Start QUOTED PASSAGE
The author begins v. 26 with “For” as he begins to explain why we ought to hold fast our confessions and encourage one another (v. 23-25). The author is going to warn his readers by describing in grave detail the position the apostate finds himself in as a result of his apostasy. First of all, the warning begins with “we.” This is the same we that have already been described earlier as having Christ as their high priest, having His atonement, having confidence, and so forth. The author is not assuming that every single recipient of his letter is regenerate; rather, in a very general way, he generously refers to his audience as believers. He is taking them at their profession (Heb. 3:1). Furthermore, he has already made it clear that it is only those who persevere that were truly partakers of Christ to begin with. As he says in Heb 3:14, _“we have become_ partakers in Christ if we hold fast the beginning of our assurance firm until the end.” Christ is the high priest over the house of God (Heb. 10:21), and it is only those who persevere, the elect, that are of the house of God (Heb. 3:14). It is those who do not hold true to their profession that this text is addressing. Not those that have Christ as their high priest, but those who falsely professed Christ as their high priest.

Given this distinction, we learn something about the false professors from this passage. The author stresses that those who do apostatize have in fact received “the knowledge of the truth.” This is key to understanding the passage. By being in fellowship with the local body, the apostate has sat under the proclamation and teaching of the Gospel. He has been exposed to the overwhelming revelation of God’s truth (Heb. 6:4-5), and hence is in a totally different category from those who have not had this privilege. Judgment is much worse for those who have been exposed to the Gospel and yet still reject it than for those who have no heard at all (Matthew 11:21-24). The apostate’s knowledge, then, has placed him in a much worse state of judgment.

Furthermore, the apostate is said to be caught up in continual and willful sin. This is not an individual who has a continual struggle with sin which he is at war with. Indeed, the person here is not being brought to repentance; otherwise they would have a sacrifice for their sins. As it is, they have abandoned the One who alone can save them by continually and willfully sinning against Him. Hence, there is nothing else for them to turn to. No sacrifice for sins remains, only judgment.



> *27 but a terrifying expectation of judgment and THE FURY OF A FIRE WHICH WILL CONSUME THE ADVERSARIES. *




The apostate has no hope in Christ as his judgment bearer; rather, he is left with a “terrifying expectation of judgment.” The author develops this point by loosely citing from Isaiah 26:11:




> O LORD, Your hand is lifted up yet they do not see it. They see Your zeal for the people and are put to shame; Indeed, fire will devour Your enemies.



The LXX however renders this passage as follows:



> O Lord, thine arm is exalted, yet they knew it not: but when they know they shall be ashamed: a zeal shall seize upon an untaught people, and now fire shall devour the adversaries.
End QUOTED PASSAGE
Start SUPPLIED MATERIAL
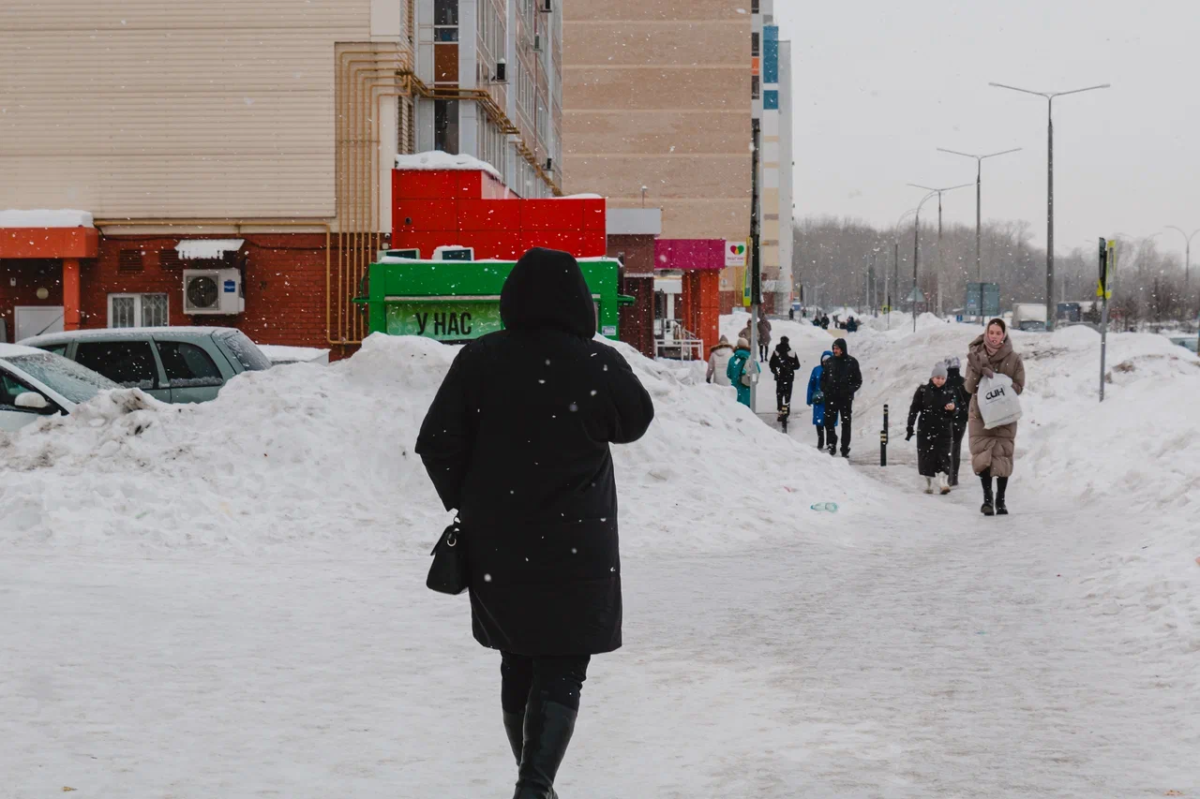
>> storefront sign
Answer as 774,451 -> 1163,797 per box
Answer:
388,298 -> 502,341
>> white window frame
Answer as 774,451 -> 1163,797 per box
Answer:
107,292 -> 170,330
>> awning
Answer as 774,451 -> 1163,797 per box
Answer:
0,209 -> 100,259
175,239 -> 246,260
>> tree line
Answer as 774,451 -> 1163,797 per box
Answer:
793,217 -> 1200,326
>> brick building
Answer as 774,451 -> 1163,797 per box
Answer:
0,0 -> 560,354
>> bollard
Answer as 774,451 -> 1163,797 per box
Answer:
880,405 -> 888,467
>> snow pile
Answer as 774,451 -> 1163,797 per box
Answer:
0,209 -> 94,228
0,336 -> 887,555
175,239 -> 246,260
396,150 -> 504,180
258,344 -> 330,366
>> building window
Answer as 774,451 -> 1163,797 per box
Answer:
433,0 -> 458,28
433,100 -> 458,155
108,294 -> 168,328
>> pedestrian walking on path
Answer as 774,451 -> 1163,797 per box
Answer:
946,355 -> 971,486
808,350 -> 838,450
965,319 -> 1025,516
758,316 -> 770,362
725,338 -> 758,408
905,361 -> 958,494
821,338 -> 863,458
704,336 -> 733,385
770,336 -> 800,413
416,250 -> 654,799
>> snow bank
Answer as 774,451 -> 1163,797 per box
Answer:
0,336 -> 887,557
0,209 -> 94,228
396,150 -> 504,180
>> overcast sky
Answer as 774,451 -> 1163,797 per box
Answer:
775,0 -> 1200,256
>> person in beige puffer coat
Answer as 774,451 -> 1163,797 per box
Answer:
965,319 -> 1025,516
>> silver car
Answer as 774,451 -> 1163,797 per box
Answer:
20,328 -> 271,403
0,344 -> 121,432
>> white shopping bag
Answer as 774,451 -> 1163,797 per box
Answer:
978,373 -> 1021,429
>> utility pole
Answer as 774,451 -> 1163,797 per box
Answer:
937,148 -> 1021,325
749,119 -> 762,413
988,83 -> 1112,330
908,184 -> 971,321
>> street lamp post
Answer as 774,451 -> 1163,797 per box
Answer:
908,184 -> 971,314
1166,224 -> 1200,292
988,83 -> 1112,330
937,148 -> 1021,325
888,208 -> 917,330
912,191 -> 938,332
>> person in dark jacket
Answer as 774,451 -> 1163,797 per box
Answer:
821,338 -> 863,458
770,336 -> 800,413
416,250 -> 654,799
946,356 -> 971,486
808,350 -> 838,450
904,362 -> 959,494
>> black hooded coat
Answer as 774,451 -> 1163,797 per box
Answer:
821,338 -> 863,400
416,250 -> 654,656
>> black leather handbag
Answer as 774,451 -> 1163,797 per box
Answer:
425,521 -> 467,595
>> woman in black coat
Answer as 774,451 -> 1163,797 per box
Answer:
416,250 -> 654,799
905,362 -> 958,494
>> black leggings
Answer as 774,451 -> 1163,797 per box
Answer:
979,469 -> 1008,499
500,651 -> 592,715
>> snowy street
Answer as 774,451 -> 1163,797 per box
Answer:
0,320 -> 1200,799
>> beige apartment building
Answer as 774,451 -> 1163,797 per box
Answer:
563,0 -> 751,240
0,0 -> 563,349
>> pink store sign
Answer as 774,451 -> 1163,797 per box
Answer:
654,239 -> 725,271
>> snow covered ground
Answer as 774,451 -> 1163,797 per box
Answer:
0,314 -> 1200,799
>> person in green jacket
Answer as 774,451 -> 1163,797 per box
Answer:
725,338 -> 758,408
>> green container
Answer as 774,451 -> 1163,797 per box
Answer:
358,258 -> 634,343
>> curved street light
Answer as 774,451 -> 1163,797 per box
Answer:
1166,224 -> 1200,292
937,148 -> 1022,325
908,184 -> 971,321
988,83 -> 1112,330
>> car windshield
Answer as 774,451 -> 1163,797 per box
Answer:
218,330 -> 271,372
7,353 -> 121,404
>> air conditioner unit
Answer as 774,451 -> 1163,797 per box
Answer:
184,269 -> 246,317
433,246 -> 475,260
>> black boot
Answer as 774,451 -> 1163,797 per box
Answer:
504,713 -> 524,767
996,477 -> 1008,516
979,474 -> 996,516
512,698 -> 578,799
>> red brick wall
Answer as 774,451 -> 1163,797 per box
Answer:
0,234 -> 338,358
82,234 -> 336,347
0,259 -> 62,342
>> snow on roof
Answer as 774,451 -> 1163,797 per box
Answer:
175,239 -> 246,260
396,150 -> 504,180
258,344 -> 330,365
0,209 -> 94,228
20,325 -> 236,347
0,343 -> 42,358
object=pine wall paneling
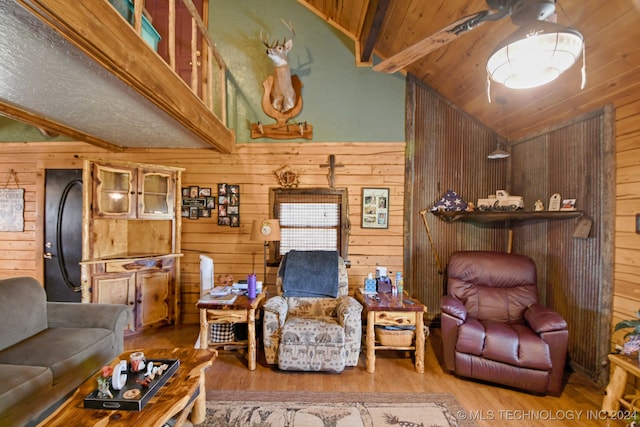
End SUPPLIED MATERIAL
*WRITTEN PROBLEM:* Reproduce verbatim the portion of the commentary on Hebrews above, starting at "The LXX however" and ending at "devour the adversaries.".

*RIGHT ANSWER:*
The LXX however renders this passage as follows:



> O Lord, thine arm is exalted, yet they knew it not: but when they know they shall be ashamed: a zeal shall seize upon an untaught people, and now fire shall devour the adversaries.